ABOUT THIS EXERCISE: For this exercise, reproduce each entry below exactly, excluding pictures.
##########
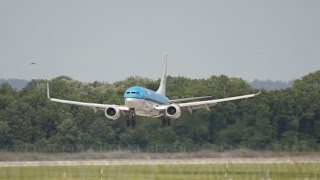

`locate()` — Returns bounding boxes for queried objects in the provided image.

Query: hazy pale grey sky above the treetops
[0,0,320,82]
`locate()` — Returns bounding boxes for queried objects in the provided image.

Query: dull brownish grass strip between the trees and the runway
[0,149,319,161]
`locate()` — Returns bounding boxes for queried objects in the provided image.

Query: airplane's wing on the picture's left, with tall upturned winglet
[47,84,129,111]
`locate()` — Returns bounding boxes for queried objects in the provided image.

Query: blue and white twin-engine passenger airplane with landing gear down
[47,54,261,127]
##########
WRITTEN RESPONSE:
`locate()` — Returns bounding boxes for queried objects in the provided image.

Query: hazy pale grey sky above the treetops
[0,0,320,82]
`locate()` — Returns bounding boxes for queried objects in the provided image.

Query: dull brownish grass strip between the trees and the runway
[0,149,319,161]
`locate()` — Returns bounding boxes for queried objects in the provided image.

Query: airplane's wing on the picture's left, with tall upturned winglet
[47,84,129,111]
`locate()` — Returns bounding boxes for queried objects in the provided image.

Query: blue and white twin-engine passenger airplane with landing gear down
[47,54,261,127]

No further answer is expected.